==== EXERCISE MATERIAL ====
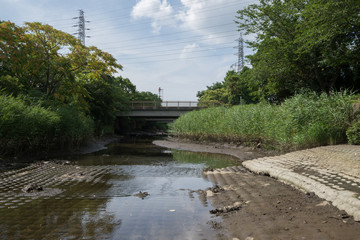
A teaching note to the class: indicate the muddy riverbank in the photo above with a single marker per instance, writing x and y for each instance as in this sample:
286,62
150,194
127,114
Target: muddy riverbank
253,206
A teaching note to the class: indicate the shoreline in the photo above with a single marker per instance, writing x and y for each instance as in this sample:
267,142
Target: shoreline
257,194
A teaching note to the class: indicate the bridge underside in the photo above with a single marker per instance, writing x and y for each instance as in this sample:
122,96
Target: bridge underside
155,115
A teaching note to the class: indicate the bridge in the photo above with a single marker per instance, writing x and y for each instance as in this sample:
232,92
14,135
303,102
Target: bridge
166,111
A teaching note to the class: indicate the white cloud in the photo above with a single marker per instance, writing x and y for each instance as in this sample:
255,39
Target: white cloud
188,49
160,11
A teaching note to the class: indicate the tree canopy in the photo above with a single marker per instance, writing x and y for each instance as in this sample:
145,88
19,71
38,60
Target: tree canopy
300,44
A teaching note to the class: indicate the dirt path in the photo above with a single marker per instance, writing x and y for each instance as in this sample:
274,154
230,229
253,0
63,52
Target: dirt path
252,206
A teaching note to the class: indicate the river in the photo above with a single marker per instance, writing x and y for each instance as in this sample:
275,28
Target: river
132,190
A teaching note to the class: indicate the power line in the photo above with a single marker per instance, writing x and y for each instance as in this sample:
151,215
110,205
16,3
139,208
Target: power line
175,53
174,42
177,59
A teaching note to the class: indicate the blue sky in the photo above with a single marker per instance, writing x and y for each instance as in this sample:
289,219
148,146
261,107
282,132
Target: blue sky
181,46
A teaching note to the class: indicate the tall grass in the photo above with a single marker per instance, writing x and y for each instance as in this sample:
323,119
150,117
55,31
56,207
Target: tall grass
29,128
305,120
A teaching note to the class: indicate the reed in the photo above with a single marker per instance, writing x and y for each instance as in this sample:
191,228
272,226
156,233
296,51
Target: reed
305,120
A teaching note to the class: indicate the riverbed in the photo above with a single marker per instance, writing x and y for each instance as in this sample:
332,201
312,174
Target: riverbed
131,190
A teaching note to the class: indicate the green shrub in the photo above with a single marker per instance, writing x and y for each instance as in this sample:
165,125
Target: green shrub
353,133
305,120
31,128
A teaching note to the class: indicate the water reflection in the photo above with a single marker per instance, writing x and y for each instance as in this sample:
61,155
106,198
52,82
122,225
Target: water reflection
98,197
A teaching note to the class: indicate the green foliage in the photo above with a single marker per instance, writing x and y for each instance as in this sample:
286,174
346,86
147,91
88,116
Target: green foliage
207,159
302,44
353,133
233,91
306,120
25,128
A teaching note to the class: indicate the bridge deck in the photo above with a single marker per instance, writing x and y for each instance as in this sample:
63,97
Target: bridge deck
168,110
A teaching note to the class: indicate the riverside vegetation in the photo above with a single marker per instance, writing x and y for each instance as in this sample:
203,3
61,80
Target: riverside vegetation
305,120
56,93
308,47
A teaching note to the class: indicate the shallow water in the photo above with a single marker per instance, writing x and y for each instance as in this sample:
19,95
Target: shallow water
95,199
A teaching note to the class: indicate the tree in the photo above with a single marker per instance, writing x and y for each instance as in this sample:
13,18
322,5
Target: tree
237,87
51,61
302,44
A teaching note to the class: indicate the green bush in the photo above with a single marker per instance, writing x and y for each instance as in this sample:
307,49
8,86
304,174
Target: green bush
305,120
31,128
353,133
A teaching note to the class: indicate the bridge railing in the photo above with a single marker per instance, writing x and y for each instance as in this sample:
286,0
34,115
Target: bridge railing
148,105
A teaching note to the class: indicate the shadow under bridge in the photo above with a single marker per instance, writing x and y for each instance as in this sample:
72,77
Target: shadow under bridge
166,111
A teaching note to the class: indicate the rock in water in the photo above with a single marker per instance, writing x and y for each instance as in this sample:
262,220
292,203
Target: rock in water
32,188
141,194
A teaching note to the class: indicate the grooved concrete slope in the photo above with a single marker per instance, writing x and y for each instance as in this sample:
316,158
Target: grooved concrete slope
331,172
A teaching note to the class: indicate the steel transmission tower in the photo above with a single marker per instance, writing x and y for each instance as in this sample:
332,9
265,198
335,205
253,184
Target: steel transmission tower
240,63
81,27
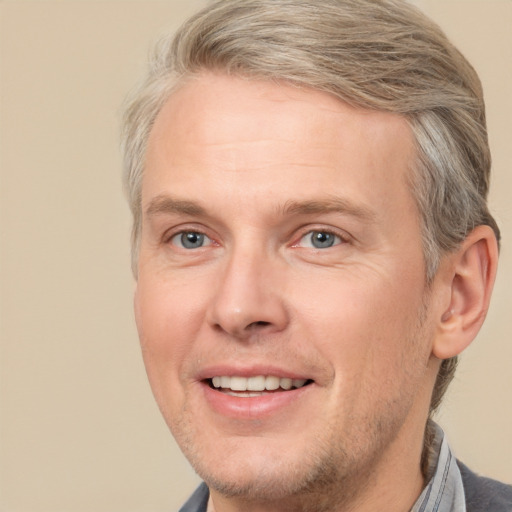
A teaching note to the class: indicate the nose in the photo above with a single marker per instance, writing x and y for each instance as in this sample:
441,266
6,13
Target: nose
249,298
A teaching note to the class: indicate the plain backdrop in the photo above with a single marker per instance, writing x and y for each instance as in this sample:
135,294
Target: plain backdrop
79,431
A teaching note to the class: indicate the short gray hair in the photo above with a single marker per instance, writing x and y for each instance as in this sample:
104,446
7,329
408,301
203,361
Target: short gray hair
373,54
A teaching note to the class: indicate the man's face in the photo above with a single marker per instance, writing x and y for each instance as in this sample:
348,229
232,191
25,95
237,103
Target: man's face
281,249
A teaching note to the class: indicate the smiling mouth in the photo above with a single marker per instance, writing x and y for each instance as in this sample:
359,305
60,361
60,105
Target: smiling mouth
255,386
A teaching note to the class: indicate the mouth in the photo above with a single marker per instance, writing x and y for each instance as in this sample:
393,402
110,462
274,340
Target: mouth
255,386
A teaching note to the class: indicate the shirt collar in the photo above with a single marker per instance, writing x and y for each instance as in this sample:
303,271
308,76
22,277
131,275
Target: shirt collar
444,492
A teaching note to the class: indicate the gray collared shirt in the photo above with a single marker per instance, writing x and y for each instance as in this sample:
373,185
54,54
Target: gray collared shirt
443,493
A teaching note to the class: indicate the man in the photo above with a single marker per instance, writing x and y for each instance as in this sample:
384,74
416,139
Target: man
313,249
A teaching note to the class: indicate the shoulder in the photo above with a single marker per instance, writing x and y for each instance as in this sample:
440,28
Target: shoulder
484,494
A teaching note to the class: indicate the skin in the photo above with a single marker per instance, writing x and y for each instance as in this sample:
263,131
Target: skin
257,167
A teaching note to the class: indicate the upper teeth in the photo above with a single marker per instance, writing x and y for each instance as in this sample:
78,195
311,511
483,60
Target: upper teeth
258,383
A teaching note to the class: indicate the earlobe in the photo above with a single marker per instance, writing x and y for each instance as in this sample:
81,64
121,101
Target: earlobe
471,273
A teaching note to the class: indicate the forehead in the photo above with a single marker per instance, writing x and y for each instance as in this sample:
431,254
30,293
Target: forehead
246,137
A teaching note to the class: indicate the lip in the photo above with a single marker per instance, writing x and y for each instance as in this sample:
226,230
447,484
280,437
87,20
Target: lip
252,371
251,408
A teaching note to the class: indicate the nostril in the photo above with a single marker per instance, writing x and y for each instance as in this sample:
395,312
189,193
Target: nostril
260,323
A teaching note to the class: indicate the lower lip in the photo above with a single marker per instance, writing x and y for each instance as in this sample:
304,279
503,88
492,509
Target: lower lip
252,408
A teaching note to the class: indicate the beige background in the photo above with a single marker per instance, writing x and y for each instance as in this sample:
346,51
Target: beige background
79,430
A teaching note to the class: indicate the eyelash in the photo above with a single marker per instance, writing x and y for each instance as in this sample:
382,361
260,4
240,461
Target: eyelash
338,238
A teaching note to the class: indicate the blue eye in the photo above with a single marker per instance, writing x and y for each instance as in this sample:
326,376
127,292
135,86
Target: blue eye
321,239
190,240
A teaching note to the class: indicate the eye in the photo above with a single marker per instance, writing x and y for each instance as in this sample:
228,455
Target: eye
190,240
320,239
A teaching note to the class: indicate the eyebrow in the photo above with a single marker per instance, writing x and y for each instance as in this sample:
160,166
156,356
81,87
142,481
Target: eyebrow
163,204
328,205
168,205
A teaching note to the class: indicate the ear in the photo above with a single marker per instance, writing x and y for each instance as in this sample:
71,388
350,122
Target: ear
468,279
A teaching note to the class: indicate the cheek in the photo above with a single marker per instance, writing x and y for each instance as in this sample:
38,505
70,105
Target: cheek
362,322
167,322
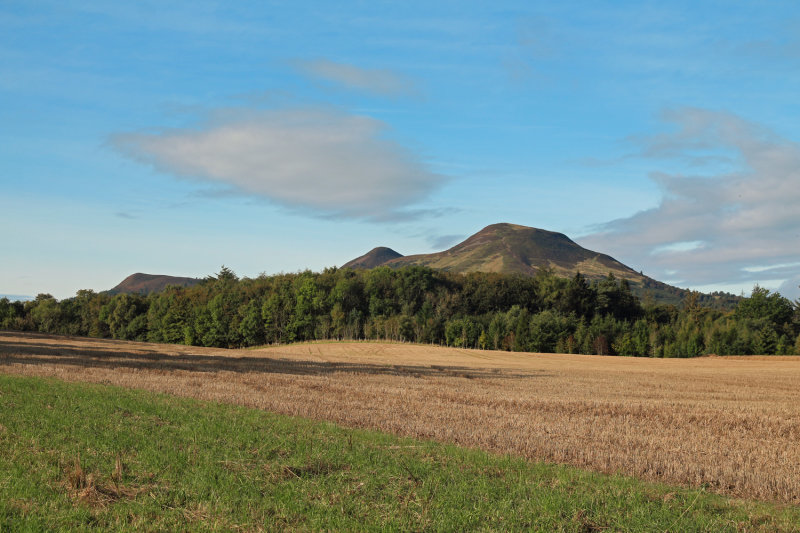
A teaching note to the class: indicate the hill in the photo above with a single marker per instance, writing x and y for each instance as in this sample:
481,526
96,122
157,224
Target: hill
375,257
515,249
146,283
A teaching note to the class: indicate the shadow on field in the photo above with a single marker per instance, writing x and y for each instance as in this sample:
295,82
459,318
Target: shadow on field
102,356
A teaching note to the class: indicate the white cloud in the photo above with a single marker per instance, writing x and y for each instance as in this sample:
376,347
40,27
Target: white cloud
379,81
331,163
742,213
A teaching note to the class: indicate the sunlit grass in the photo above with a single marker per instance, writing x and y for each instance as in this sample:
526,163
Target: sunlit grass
75,456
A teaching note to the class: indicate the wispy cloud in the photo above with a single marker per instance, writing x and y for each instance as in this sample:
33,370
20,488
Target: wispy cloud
324,161
378,81
727,225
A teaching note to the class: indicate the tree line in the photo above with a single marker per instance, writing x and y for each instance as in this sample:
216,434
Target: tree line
543,313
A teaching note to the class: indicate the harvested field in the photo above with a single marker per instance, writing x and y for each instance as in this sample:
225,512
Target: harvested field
729,423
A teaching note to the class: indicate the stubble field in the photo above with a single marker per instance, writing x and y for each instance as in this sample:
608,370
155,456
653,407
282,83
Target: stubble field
731,424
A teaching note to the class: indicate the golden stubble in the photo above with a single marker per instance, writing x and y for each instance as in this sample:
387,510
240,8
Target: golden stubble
731,424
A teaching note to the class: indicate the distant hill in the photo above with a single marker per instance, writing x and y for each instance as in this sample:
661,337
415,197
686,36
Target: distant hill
146,283
375,257
515,249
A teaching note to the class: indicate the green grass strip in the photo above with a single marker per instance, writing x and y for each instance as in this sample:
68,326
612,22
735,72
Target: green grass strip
92,457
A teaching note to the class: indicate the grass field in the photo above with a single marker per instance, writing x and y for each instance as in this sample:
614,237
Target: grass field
====
◆ **TASK DESCRIPTION**
With the line containing "A teaching note to the class: indicate the golden" as the first and the last line above as the final one, copy those lines exactly and no others.

◆ **RESPONSE BELOW**
A teaching note to the class: indicate the golden stubble in the photo above with a single marker per instance, writing x and y for each instance as in this sample:
387,510
240,8
Target: golden stubble
731,424
A teaching note to the class: indicate the distant hill in the photo above with a single marker per instance, writing x and y for each instance as in this sample:
661,337
415,197
686,36
Target: distant hill
146,283
375,257
515,249
A teaching note to the class: indicate the green grass strip in the photo above with a single marker per instance, writing x and y for each instance as in this sample:
68,326
612,22
735,72
Target: green grass strip
92,457
A teaching note to the class: indicate the grass field in the photo above with a single marker per instance, writing x and y for each instance as in this sample:
614,237
Target: grass field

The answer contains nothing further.